TASK TO COMPLETE: Write out all the rows below again, requests included, increasing every coordinate in the answers by 103 and keeping the numbers in the requests and their format samples as they are. Leave the pictures out.

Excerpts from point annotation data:
-- BEGIN --
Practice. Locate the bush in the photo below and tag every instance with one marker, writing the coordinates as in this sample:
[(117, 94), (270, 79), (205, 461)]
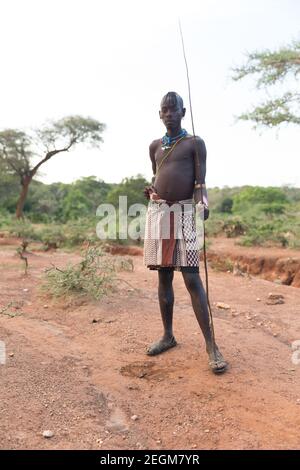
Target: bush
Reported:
[(94, 277)]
-- END --
WORKED SOLUTION:
Practice. Locate the bush in the photo below and tag every instance with one marker, writing the coordinates as in this sample:
[(117, 94), (270, 79), (205, 461)]
Target: bush
Reported:
[(197, 380)]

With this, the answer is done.